**Written instruction**:
Copy the rows below word for word, from the line containing "formatted like [509,177]." through the final row.

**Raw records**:
**********

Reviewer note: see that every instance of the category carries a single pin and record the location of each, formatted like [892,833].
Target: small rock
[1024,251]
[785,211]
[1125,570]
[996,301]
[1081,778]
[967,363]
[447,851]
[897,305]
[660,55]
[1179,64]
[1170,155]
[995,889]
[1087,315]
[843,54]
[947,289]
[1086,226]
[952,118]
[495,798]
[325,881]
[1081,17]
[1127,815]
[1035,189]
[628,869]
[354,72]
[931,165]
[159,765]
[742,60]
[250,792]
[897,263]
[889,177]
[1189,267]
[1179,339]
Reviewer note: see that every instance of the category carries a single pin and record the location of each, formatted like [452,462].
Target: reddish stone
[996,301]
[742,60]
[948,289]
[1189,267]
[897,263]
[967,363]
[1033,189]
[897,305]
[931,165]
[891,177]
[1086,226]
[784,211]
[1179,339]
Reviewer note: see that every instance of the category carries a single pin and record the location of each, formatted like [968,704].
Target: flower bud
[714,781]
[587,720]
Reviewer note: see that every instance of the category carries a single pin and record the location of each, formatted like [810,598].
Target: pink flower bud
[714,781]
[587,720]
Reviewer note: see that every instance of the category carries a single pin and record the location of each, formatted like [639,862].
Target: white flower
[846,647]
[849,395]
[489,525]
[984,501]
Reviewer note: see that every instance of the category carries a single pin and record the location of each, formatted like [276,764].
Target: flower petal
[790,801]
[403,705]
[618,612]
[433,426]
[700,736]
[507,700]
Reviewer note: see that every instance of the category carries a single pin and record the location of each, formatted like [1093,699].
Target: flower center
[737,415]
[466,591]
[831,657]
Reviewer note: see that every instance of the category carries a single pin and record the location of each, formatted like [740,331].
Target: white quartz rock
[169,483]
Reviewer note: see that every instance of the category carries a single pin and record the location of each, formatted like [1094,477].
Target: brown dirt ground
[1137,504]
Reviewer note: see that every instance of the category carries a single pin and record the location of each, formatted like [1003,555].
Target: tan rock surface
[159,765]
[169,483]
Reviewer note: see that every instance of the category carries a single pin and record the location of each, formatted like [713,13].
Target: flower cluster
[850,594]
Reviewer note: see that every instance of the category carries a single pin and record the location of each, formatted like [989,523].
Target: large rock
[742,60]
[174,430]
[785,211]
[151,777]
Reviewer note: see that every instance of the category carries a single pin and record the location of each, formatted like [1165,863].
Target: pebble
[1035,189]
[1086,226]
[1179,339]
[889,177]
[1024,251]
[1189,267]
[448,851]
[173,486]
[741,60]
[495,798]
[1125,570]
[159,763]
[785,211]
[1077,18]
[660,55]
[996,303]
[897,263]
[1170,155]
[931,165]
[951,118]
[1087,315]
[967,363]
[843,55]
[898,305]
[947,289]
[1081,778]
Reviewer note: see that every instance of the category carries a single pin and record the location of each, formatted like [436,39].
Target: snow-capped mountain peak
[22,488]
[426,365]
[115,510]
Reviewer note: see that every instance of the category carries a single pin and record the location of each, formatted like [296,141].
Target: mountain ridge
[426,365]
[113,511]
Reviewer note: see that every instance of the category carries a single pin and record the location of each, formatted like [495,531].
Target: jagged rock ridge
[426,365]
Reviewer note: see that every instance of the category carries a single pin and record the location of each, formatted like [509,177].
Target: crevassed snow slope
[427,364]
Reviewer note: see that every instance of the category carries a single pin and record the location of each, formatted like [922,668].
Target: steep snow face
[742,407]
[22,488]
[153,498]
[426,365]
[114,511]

**********

**Answer to this exercise**:
Reviewer note: see that every instance of the category carries a single pin and record the location of each, formatted like [509,177].
Target: crevassed snow slope
[427,364]
Reviewer note: see that every instance of the category carries a single pin and record the location of each, formatted like [922,668].
Target: steep snow face
[742,407]
[22,488]
[153,498]
[426,365]
[114,511]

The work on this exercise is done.